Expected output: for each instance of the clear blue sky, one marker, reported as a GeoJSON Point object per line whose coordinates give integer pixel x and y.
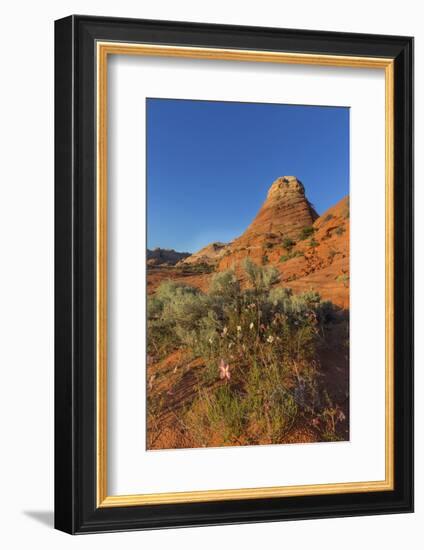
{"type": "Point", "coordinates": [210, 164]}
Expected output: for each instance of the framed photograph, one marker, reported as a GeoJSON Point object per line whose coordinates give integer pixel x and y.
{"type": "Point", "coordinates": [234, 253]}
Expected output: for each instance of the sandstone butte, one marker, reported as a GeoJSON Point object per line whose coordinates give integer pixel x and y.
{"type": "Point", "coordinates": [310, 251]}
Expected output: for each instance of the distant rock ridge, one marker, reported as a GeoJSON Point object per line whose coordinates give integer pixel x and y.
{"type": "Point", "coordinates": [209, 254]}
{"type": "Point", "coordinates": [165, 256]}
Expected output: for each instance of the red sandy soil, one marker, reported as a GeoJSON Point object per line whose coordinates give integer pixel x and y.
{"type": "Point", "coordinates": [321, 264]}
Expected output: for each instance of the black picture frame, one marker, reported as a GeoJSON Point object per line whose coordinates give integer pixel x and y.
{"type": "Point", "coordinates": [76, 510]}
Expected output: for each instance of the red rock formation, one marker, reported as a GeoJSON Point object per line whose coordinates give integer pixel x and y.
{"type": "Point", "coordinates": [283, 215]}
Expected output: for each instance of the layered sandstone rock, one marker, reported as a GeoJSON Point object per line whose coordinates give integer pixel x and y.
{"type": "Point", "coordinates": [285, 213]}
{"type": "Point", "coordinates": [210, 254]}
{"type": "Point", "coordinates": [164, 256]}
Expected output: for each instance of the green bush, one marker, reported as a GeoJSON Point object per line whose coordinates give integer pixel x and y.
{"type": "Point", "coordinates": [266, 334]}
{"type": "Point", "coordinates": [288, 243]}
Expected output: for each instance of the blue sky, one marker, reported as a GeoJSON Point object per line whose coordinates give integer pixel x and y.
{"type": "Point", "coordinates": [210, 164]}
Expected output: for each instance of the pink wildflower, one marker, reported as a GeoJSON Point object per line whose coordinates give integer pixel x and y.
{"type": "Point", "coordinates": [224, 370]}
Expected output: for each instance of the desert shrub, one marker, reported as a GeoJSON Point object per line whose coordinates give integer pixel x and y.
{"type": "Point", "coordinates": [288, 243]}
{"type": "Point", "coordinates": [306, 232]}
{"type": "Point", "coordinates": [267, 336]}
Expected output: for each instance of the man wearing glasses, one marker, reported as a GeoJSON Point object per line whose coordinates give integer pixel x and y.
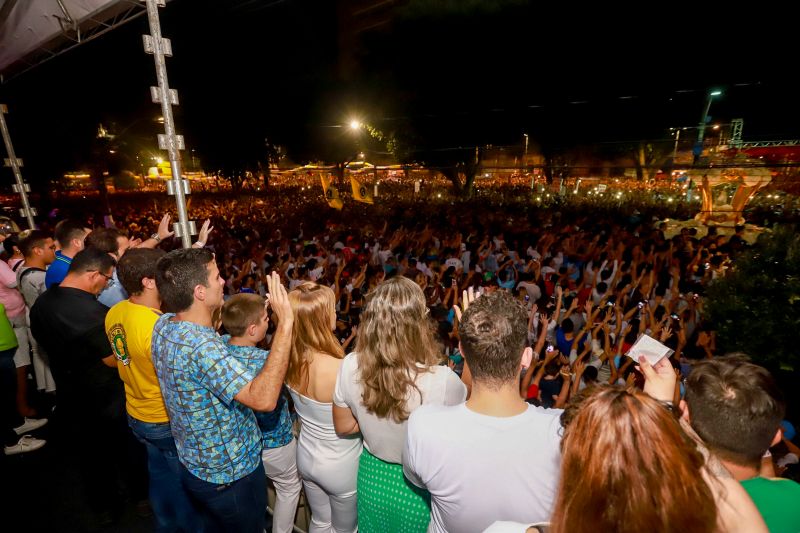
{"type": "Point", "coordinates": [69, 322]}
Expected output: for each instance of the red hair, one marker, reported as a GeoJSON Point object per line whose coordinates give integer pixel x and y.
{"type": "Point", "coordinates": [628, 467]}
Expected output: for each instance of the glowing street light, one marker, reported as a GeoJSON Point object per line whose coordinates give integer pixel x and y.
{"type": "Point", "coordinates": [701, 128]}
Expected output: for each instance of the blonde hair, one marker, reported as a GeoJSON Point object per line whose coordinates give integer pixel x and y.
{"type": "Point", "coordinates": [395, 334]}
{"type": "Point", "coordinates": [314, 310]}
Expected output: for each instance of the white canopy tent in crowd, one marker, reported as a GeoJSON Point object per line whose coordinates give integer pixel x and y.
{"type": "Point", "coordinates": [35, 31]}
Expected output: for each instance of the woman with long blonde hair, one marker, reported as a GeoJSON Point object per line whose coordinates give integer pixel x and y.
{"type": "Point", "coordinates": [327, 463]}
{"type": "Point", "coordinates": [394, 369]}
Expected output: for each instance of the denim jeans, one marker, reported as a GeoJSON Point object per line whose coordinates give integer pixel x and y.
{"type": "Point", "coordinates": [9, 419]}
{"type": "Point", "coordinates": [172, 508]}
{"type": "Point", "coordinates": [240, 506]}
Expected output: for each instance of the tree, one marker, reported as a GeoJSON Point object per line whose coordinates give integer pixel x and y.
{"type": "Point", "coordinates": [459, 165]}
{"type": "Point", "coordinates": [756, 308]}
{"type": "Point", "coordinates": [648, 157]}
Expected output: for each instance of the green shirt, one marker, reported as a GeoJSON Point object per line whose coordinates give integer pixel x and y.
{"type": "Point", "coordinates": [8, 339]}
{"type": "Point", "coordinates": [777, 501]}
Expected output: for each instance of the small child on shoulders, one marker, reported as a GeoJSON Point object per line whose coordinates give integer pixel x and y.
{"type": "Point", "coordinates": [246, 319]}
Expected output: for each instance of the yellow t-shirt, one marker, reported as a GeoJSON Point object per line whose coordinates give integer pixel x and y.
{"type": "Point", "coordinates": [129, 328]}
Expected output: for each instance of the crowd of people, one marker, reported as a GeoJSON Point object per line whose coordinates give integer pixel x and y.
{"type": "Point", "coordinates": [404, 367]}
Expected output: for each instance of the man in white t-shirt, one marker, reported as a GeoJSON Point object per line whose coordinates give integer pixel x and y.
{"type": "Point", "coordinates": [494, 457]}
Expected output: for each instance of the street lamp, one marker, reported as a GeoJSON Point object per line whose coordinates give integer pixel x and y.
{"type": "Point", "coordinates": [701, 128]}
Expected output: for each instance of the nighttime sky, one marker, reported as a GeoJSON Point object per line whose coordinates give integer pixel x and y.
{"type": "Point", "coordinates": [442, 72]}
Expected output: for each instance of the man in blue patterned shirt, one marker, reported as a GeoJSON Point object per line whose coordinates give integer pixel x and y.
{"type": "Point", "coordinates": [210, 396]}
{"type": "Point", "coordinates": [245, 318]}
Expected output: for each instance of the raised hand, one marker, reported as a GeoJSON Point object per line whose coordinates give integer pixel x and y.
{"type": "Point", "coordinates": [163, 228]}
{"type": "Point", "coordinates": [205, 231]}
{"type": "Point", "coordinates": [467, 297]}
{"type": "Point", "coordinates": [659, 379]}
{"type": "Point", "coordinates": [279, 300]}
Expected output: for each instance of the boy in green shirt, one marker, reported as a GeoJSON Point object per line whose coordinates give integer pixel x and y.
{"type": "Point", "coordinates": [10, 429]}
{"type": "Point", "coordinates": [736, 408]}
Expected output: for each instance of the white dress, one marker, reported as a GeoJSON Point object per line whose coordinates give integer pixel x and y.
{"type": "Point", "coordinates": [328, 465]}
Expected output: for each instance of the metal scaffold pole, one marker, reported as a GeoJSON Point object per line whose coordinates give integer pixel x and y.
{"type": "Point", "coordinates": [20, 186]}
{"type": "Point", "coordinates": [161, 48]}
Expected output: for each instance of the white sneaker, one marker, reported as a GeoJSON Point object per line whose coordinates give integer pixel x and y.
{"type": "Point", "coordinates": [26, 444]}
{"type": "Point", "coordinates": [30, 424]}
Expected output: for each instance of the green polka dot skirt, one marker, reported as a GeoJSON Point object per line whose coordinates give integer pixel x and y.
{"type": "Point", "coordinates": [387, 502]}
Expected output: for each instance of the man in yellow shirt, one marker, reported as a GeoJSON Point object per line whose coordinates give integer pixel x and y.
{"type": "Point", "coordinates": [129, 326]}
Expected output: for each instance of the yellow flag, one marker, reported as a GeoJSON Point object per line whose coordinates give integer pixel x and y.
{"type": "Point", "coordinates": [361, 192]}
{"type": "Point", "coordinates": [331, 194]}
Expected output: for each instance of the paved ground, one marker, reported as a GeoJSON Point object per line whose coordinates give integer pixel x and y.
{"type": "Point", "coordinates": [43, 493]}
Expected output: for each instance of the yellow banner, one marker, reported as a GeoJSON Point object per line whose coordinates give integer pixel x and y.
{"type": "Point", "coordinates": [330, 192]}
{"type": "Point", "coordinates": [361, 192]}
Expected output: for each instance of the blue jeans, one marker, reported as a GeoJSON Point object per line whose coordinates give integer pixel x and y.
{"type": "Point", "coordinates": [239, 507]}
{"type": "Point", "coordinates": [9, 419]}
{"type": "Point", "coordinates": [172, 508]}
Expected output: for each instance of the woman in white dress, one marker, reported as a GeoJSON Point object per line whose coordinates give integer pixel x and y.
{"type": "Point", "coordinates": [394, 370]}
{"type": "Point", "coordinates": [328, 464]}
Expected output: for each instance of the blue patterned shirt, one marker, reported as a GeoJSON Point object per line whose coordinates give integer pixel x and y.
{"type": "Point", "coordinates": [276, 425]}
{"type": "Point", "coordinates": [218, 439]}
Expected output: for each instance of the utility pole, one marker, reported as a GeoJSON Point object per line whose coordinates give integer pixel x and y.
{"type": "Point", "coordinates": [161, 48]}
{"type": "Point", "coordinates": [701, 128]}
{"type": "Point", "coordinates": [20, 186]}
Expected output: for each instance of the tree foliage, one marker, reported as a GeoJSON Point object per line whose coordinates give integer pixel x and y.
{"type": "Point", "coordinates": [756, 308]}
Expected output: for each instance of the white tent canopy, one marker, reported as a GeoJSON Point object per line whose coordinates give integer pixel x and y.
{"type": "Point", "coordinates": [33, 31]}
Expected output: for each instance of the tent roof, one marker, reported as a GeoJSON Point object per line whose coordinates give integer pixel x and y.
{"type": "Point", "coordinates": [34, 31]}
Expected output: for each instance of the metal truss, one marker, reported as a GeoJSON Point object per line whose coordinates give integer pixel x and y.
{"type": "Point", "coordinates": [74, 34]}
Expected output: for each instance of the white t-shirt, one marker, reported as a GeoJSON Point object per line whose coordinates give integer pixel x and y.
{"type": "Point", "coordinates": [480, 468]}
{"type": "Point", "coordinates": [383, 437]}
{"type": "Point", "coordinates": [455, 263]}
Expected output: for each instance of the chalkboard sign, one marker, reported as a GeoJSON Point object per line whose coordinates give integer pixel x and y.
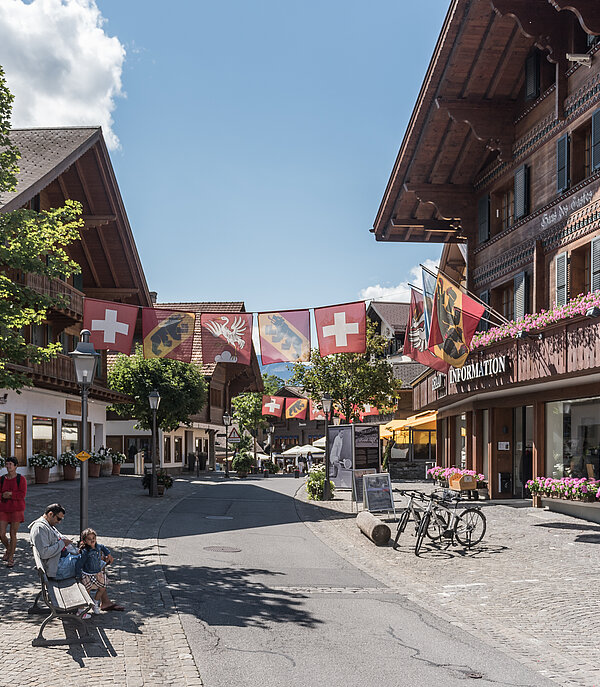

++++++++++++++++++++

> Stated goal: Retype the records above exactly, starting at the line that contains "Expected output: for each instance of the blue patterned" and going through the last line, and leave out any pictures.

> Solution:
Expected output: for each instance of the blue patterned shirt, one marker, reported as a GeoJSON Point object per line whose coordinates give integer pixel x and y.
{"type": "Point", "coordinates": [276, 425]}
{"type": "Point", "coordinates": [218, 439]}
Expected output: for each instance of the utility pole, one marker, reported as a GeoJSON Point object per line whose coordinates give integer pixel x and y.
{"type": "Point", "coordinates": [161, 48]}
{"type": "Point", "coordinates": [701, 128]}
{"type": "Point", "coordinates": [20, 186]}
Expected output: for each instance of the tree foliage, one marker, reported as a GeoJSON Point object per line whose coordinates give integer pixel x and y.
{"type": "Point", "coordinates": [756, 308]}
Expected output: for each instance of the white tent canopy, one marker, reported as a GeoJSON Point object per line whose coordinates give integer pixel x and y.
{"type": "Point", "coordinates": [33, 31]}
Expected output: for each instance of the tent roof, one marker, reported as a GeoJSON Point object per line whose coordinates give integer pixel x and y.
{"type": "Point", "coordinates": [34, 31]}
Expected output: for each instance of the metal truss, one marker, reported as a GeoJSON Point object per line whose coordinates give integer pixel x and y.
{"type": "Point", "coordinates": [74, 34]}
Expected output: for each instance of the white t-shirt, one marker, reported as a GeoJSON Point object per line whose coordinates give integer pixel x and y.
{"type": "Point", "coordinates": [480, 468]}
{"type": "Point", "coordinates": [383, 437]}
{"type": "Point", "coordinates": [455, 263]}
Expected output: for each instance of the chalkboard sign, one marker, reported as a GeoJSON Point object per line whose coordinates give integer pixel x and y.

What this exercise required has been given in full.